**** Entries provided ****
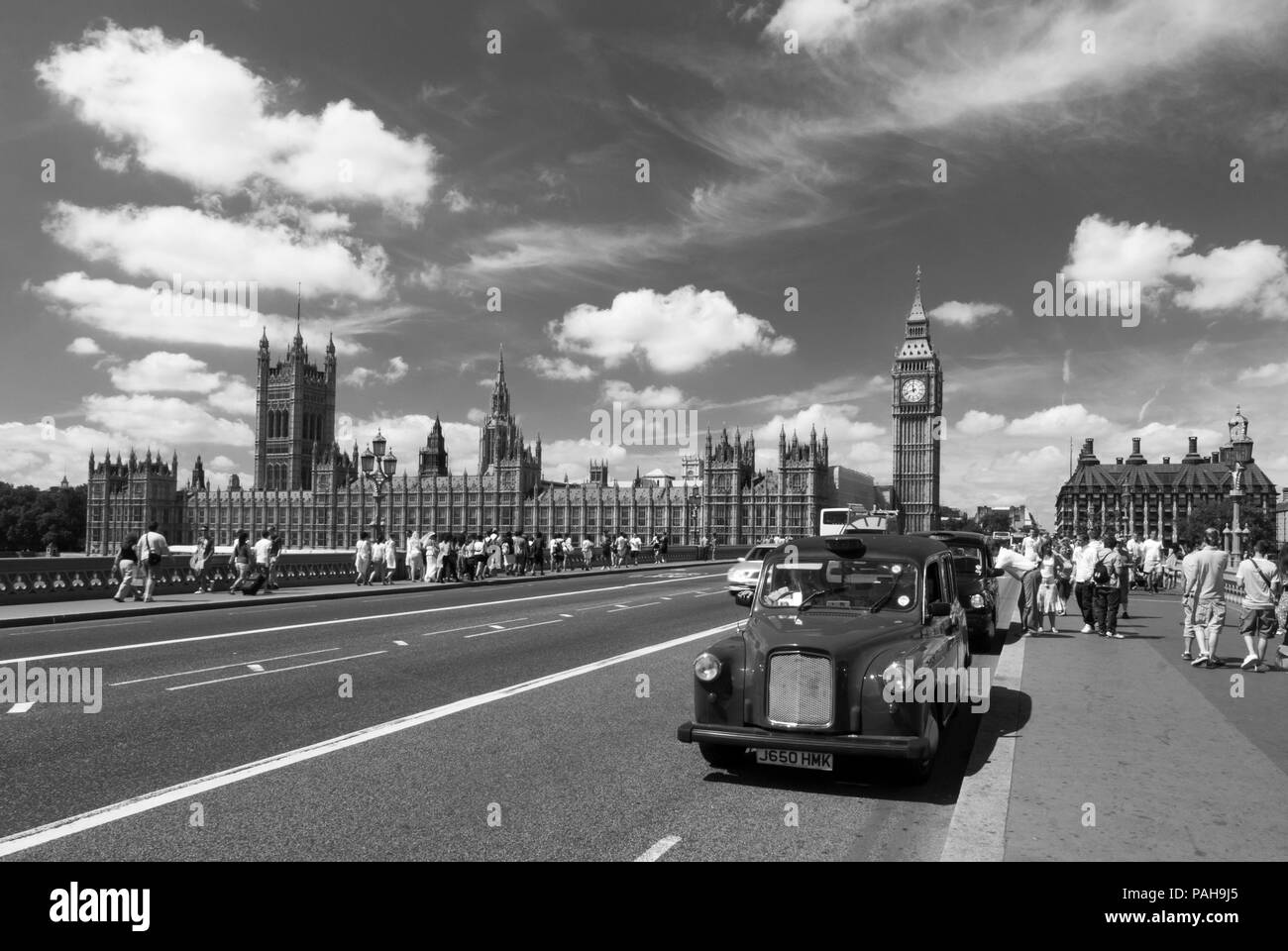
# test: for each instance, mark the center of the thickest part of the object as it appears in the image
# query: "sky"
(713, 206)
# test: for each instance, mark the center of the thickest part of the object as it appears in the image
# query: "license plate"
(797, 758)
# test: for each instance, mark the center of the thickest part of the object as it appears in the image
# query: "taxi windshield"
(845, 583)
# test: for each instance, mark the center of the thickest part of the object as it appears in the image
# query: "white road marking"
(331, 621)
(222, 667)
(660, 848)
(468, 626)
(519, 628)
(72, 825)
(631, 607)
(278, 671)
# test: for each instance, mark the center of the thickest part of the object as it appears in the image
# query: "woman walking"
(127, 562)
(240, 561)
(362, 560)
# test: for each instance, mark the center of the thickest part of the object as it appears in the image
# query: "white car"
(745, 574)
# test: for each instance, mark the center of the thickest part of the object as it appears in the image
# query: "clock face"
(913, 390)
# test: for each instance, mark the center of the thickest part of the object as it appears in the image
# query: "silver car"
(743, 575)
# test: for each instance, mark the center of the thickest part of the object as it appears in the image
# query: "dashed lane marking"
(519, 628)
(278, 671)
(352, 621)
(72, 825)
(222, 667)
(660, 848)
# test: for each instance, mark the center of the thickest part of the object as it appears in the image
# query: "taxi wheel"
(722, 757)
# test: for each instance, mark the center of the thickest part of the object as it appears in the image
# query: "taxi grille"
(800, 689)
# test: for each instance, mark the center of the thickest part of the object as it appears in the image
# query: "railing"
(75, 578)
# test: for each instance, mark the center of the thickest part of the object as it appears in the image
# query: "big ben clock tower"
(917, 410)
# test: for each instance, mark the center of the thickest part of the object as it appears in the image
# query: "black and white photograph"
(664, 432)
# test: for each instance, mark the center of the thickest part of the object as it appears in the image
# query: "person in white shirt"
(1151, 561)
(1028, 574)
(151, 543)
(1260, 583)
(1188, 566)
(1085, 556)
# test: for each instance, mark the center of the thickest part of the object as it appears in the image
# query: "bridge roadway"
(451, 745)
****
• [Assignment]:
The copy you write out must match the entries word for word, minus their pictures.

• [Exercise output]:
# test: for each instance, mark the center of the thickest part of the object as it appears in the image
# query: "sky"
(713, 206)
# test: for each instance, mark the center of the thickest part of the object as it appears in the image
# query: "license plate"
(797, 758)
# test: for each instance, mark the center of the thickest part of the object as it appears in the image
# query: "taxi windshield"
(845, 583)
# test: for each instance, mark the center of the thickest part of the object as it appears in the image
# query: "white road marking"
(331, 621)
(222, 667)
(660, 848)
(468, 626)
(519, 628)
(72, 825)
(631, 607)
(278, 671)
# test: for each instance, mark the center of the thickest part of the object as it appears in the image
# query: "woman walking"
(127, 562)
(240, 561)
(362, 560)
# test: for each instance, mark the center of the thickest part of the object as it appears in the image
# query: "white car"
(745, 574)
# test: for each instance, mark the center of the thickest part of the object as it appears in the image
# query: "clock face"
(913, 390)
# test: for each instance, mark the center of the thickest part of the object as it appears in the image
# query: "silver car"
(743, 575)
# test: for each instance, mark the center of the thickest part of the object as it appears in the image
# query: "dashed lane marking"
(519, 628)
(278, 671)
(352, 621)
(72, 825)
(222, 667)
(660, 848)
# test: for each instance, mark the center of the thickest part of the object as it appears in the image
# query: "taxi wheel"
(722, 757)
# test: for each instance, mark the center of the thickest part of the object as it appears in the image
# query: "taxi grille"
(800, 689)
# test: for each instance, mark the center of the thickest part of the object as it appears in the image
# query: "railing"
(75, 578)
# test: for each instance, mark the center of the thickest part of the object as it appears in the image
# query: "big ben clock tower"
(917, 410)
# test: for each instance, mark the center of the thickest part of the object as it appears in the image
# query: "black and white photograph"
(664, 432)
# test: for each instance, mark the center of the thickest part of the object as it appears in the image
# query: "person in white shirt"
(1151, 561)
(1028, 574)
(151, 543)
(1260, 583)
(1188, 566)
(1085, 556)
# test: for each instance, mark the center of the thickest part of the object as it appears in the image
# query: "bridge roadway"
(451, 745)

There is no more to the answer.